# PROMPT A
Count the lines in the records below that contain the string "label", treating uppercase and lowercase as different. Reply with the number only.

# EXTRACT
*-*-*

Fully Formed Entertainment
- Type: Private
- Industry: Motion pictures
- Founded: October 5, 2018; 7 years ago
- Founder: Brad Fuller Andrew Form
- Headquarters: Los Angeles, California, United States
- Area served: Worldwide
- Key people: Brad Fuller

= Fully Formed Entertainment =

American film production company

Fully Formed Entertainment is an American film production company started in 2018 by Brad Fuller and Andrew Form, who also co-founded Platinum Dunes with Michael Bay.

== History ==
Coming off the success of A Quiet Place with their previous company, Platinum Dunes, Brad Fuller and Andrew Form made a split from the company to form Fully Formed Entertainment in 2018, signing a three-year, first-look non-exclusive deal with Paramount Pictures to produce its feature films.

On November 22, 2019, Alex Ginno was hired as the Head of Film for the company.

*-*-*

# MATERIAL PROVIDED

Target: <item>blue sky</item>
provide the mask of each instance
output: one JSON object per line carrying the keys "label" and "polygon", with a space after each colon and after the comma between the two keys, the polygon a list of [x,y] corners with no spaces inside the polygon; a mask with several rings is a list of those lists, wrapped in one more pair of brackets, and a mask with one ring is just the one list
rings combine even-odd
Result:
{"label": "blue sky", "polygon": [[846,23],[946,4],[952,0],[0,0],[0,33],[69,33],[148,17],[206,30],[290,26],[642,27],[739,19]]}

*-*-*

# PROMPT B
Using the text above about Fully Formed Entertainment, answer each question on its own line:
(i) In what city is the company headquartered?
(ii) Which studio did the company sign a first-look deal with?
(iii) Who was hired as the company's Head of Film on November 22, 2019?

# RIGHT ANSWER A
2

# RIGHT ANSWER B
(i) Los Angeles, California
(ii) Paramount Pictures
(iii) Alex Ginno